- **Task to complete**
Restate all entries exactly.

(Stored items from a collection)
Content starts
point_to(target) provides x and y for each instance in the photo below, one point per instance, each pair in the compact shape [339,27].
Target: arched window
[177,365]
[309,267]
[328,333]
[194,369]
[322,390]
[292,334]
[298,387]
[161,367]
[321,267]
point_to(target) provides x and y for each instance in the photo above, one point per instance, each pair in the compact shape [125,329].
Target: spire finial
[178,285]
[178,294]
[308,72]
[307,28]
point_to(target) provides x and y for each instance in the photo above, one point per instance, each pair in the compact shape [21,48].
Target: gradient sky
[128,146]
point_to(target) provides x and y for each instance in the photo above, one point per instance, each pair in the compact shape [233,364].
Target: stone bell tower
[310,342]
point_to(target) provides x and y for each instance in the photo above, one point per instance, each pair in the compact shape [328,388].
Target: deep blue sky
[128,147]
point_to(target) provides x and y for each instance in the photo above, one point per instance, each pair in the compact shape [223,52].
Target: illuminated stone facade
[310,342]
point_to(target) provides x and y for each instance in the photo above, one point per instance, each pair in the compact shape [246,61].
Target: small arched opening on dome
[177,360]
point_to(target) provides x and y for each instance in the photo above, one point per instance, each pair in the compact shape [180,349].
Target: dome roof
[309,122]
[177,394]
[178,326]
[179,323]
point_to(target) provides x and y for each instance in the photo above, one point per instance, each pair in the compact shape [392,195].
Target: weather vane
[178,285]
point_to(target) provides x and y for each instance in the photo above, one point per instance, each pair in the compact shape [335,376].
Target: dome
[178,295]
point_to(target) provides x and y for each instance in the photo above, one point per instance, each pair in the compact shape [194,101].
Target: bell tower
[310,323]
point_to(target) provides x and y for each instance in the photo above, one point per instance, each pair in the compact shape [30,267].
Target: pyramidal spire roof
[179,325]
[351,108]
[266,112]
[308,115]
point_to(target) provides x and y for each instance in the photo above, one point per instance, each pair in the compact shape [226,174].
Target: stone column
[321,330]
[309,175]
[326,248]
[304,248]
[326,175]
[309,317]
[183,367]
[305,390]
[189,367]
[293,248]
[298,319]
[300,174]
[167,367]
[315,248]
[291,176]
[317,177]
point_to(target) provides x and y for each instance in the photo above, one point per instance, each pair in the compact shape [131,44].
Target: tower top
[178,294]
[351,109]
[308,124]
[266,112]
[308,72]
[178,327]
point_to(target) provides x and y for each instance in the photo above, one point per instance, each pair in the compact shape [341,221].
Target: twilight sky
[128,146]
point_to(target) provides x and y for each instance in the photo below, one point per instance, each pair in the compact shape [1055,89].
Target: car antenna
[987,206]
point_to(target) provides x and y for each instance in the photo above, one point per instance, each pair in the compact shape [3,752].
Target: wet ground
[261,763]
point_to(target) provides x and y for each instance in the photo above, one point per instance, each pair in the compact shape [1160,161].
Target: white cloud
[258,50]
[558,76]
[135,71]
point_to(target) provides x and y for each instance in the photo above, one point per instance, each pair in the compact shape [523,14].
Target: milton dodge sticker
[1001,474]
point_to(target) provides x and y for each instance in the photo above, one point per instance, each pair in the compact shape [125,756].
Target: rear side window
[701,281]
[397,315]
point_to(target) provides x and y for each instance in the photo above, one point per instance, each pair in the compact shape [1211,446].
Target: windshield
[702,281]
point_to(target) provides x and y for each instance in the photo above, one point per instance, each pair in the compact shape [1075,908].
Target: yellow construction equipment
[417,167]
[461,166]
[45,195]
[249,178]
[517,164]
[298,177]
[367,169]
Content ends
- **Solution for this exercise**
point_to(target) provides x and y for each instance in the photo below, one point per instance, each pair in the compact shape [339,27].
Target: arched window
[177,365]
[309,267]
[328,333]
[194,369]
[322,390]
[292,334]
[298,387]
[161,367]
[321,267]
point_to(target) provides x and y for each instance in the photo above, one point per instance, each pair in the compact shape [125,329].
Target: spire finial
[178,285]
[178,294]
[308,72]
[307,28]
point_to(target) provides x and y for each instance in the photo above, one point per instance, each pair in the compact shape [21,48].
Target: gradient sky
[128,146]
point_to(target) provides x and y for each instance in the photo above, one point per instance, each pair in the compact shape [233,364].
Target: stone bell tower
[310,342]
point_to(target) provides x and y for each instance in the photo above, one point per instance, each pair in the compact shape [328,388].
Target: deep blue sky
[128,147]
point_to(target) provides x and y for each instance in the photo above, one point per instance, each pair in the compact shape [223,52].
Target: illuminated stone facade
[310,342]
point_to(target) provides x and y for each instance in the photo above, one point per instance, each pair in the compact shape [246,61].
Target: small arched opening on dome
[177,360]
point_to(target) provides x and y for each instance in the photo above, one point per instance, each pair in the compact shape [180,349].
Target: dome roof
[309,122]
[177,394]
[178,326]
[179,323]
point_to(target) provides x and y for each instance in the photo above, one point per instance, each pair in the compact shape [392,195].
Target: weather vane
[178,285]
point_to(target) provides x and y for each instance in the photo above, one point per instance, each pair in the compact shape [335,376].
Target: dome
[178,295]
point_to(target) provides x and y for each instance in the photo above, one point per instance, each pair in the compact shape [194,101].
Target: bell tower
[310,323]
point_to(target) provides x and y for each instance in the photo above, one point per instance, each pair in the compact shape [30,267].
Target: pyramidal spire roof
[179,325]
[351,108]
[266,112]
[308,115]
point_to(target) provides x and y for each instance in the photo above, one point per instance, each pair in the compact shape [226,174].
Target: stone column
[321,330]
[309,175]
[326,248]
[304,248]
[326,175]
[309,317]
[183,367]
[305,390]
[189,367]
[293,248]
[298,319]
[300,174]
[167,367]
[315,248]
[291,176]
[317,177]
point_to(target) provides x and y for each instance in the photo above, one point per instance, each pair in the compact shape [131,44].
Target: tower top
[178,294]
[351,109]
[308,124]
[266,112]
[308,72]
[178,327]
point_to(target) provides x and y for each instance in the photo above, one point per instance, each pair in the compact shape [341,221].
Target: twilight sky
[128,146]
point_to(target) provides x and y for each instance in the photo below, one point per instance, each pair in the compact shape [1055,89].
Target: car antenna
[987,206]
point_to(target) provides x and y for each instance in the photo above, one point per instance, each pair in the compact shape [3,752].
Target: wet ground
[261,763]
point_to(target) provides x and y for each instance in the photo above, one point per instance, each pair in the compact shape [1160,161].
Target: white cloud
[258,50]
[558,76]
[135,71]
point_to(target) provides x and y for each instance in the photo above, one point per instance, each pair in the compact shape [523,14].
Target: milton dodge sticker
[1001,474]
point_to(target) provides x and y for each instance in the photo above, one point per instance, each pair in the compact shape [125,756].
Target: rear side window
[701,281]
[397,315]
point_to(target) provides x and y for each instance in the photo above, one point per instance, each pair in the compact shape [1211,446].
Target: windshield
[702,281]
point_to(target) provides x and y for each instance in the photo above, one point per instance, each pair in the compact shape [1075,908].
Target: yellow construction equipment
[417,167]
[461,166]
[45,195]
[249,178]
[517,164]
[298,177]
[367,169]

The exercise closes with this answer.